Copy every one of the entries below verbatim, line for line, without altering any character.

§ **INPUT MATERIAL**:
## Start

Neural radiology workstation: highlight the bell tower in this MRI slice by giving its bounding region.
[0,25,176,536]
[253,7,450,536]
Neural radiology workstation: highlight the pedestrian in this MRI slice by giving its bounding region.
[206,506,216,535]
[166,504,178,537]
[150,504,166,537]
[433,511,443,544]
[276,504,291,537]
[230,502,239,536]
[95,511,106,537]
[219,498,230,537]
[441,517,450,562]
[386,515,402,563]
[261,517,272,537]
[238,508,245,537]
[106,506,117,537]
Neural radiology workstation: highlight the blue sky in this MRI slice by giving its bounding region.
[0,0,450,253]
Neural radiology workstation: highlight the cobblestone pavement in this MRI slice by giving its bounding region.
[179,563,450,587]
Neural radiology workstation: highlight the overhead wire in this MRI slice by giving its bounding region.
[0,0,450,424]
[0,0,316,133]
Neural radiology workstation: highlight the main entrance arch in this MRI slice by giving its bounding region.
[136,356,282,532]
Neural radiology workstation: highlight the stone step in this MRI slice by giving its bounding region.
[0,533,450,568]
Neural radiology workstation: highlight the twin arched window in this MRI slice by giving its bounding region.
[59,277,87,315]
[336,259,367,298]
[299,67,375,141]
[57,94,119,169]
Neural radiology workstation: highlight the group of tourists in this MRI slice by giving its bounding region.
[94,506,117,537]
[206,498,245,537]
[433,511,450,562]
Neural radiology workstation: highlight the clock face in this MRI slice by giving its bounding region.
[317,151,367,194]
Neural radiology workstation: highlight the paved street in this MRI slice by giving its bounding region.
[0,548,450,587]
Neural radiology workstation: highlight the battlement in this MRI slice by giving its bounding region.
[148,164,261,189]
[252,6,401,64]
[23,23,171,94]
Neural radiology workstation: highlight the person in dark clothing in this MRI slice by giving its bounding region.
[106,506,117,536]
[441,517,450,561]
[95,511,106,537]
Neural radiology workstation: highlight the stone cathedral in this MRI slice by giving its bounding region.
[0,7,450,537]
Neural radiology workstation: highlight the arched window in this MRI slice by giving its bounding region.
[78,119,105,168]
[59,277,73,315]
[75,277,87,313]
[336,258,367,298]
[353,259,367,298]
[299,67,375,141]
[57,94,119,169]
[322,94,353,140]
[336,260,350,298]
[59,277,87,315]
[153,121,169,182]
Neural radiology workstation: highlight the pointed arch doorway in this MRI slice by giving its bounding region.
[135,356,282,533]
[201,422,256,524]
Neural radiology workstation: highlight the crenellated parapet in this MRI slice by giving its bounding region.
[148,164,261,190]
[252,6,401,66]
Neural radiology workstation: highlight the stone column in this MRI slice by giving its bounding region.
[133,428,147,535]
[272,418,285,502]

## End

§ **SOLUTION FOR THIS EXERCISE**:
Neural radiology workstation: highlight the bell tower in this MRI slice by giving its bounding region.
[0,25,176,536]
[253,7,450,536]
Neural radiology workstation: highlight the pedestrian in this MRI slice by giving its bounding region.
[206,506,216,535]
[166,504,178,537]
[150,504,166,537]
[433,511,443,544]
[276,504,291,537]
[230,502,239,536]
[95,511,106,537]
[219,498,230,537]
[441,517,450,562]
[386,515,402,563]
[261,517,272,537]
[238,508,245,537]
[106,506,117,537]
Neural radiology workstation: highlight the blue sky in this MRI slice by giving its bounding region.
[0,0,450,253]
Neural radiology workstation: highlight the cobblestone pavement in this MRI slice by giving its bounding region.
[179,563,450,587]
Neural radiology workstation: highlight the overhead wire in this MRI slice by giving its bounding region.
[0,0,450,424]
[0,0,316,133]
Neural radiology workstation: highlight the main entrance arch in this MRI slice by giving its bounding region.
[136,356,282,532]
Neural radiology workstation: highlight the stone step in this MRI slice by giving its bounding region.
[0,533,450,568]
Neural radiology workstation: highlight the twin arched window in this MRI slice by giving its bounding region.
[59,277,87,315]
[336,259,367,298]
[299,67,375,141]
[57,94,119,169]
Neural radiology workstation: highlight the group of tourists in this MRI slice by giving its bounding region.
[94,506,117,537]
[206,498,245,537]
[433,511,450,562]
Neural radiology workstation: highlight the clock face in this MRI slice by giving its bounding region.
[317,151,367,194]
Neural radiology workstation: highlight the paved street in this MRI slice by giving its bounding region.
[0,548,450,587]
Neural radiology workstation: highlight the battlement in this MRI slice by giving its bounding region.
[148,164,261,189]
[252,6,401,64]
[23,23,171,94]
Neural radiology workstation: highlight the person in dark clothing in this MRI slice by giving its bounding region.
[106,506,117,536]
[441,517,450,561]
[95,511,106,537]
Neural radiology workstation: highlight the stone cathedral in this MRI slice by giving its bounding region.
[0,7,450,537]
Neural radiology workstation: highlight the arched window in this MRI slice by giving its bounding region.
[78,119,105,168]
[59,277,73,315]
[75,277,87,313]
[336,258,367,298]
[353,259,367,298]
[299,67,375,141]
[57,94,119,169]
[322,94,353,140]
[336,260,350,298]
[59,277,87,315]
[153,121,169,182]
Neural radiology workstation: highlight the pointed arch doorway in this MRI slice by giving its bounding region.
[135,356,282,533]
[201,422,256,524]
Neural radiology workstation: highlight the crenellated parapet in this MRI slice by giving its bounding region.
[148,164,261,190]
[252,6,401,66]
Neural radiology workstation: highlight the stone column in this MRI slice by giving its bounding region.
[133,428,147,535]
[272,418,285,502]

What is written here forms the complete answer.